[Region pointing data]
================================
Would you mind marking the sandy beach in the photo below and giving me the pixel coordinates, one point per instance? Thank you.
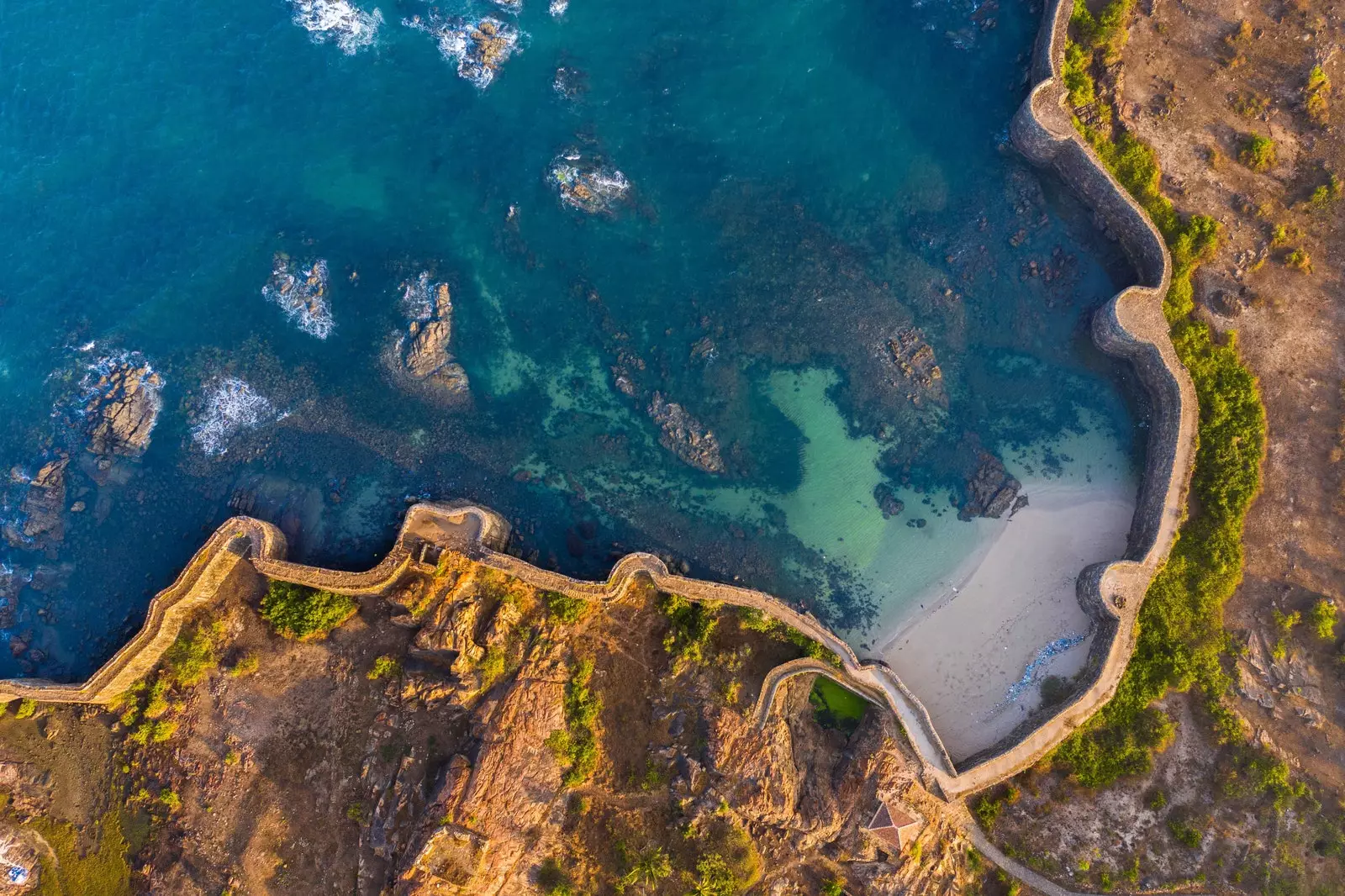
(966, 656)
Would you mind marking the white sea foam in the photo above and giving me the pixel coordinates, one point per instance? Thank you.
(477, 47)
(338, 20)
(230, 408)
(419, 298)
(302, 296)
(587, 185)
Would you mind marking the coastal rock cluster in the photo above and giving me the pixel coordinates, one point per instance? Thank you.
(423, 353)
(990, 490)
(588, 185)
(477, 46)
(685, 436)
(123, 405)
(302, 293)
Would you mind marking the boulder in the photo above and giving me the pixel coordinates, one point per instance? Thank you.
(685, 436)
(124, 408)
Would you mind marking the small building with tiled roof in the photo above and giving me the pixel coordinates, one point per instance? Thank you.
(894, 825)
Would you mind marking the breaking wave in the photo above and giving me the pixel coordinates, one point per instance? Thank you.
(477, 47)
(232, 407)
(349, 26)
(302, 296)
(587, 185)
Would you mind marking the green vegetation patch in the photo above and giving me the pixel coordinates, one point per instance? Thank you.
================================
To do - All lines from the one containing "Would you mind marking the breaking" through the last line of the data, both included, are to be retyped exactly, and no other line belongs in the answer.

Task answer -
Would you mind marking the breaking wave in the photo above and giving me the pixel coordinates, one point per instance? Thank you.
(477, 47)
(232, 407)
(349, 26)
(302, 296)
(587, 185)
Would you mind marking the green vegetation patch in the photo above and giving me the pixel coordinates, one point per instance? Thank you.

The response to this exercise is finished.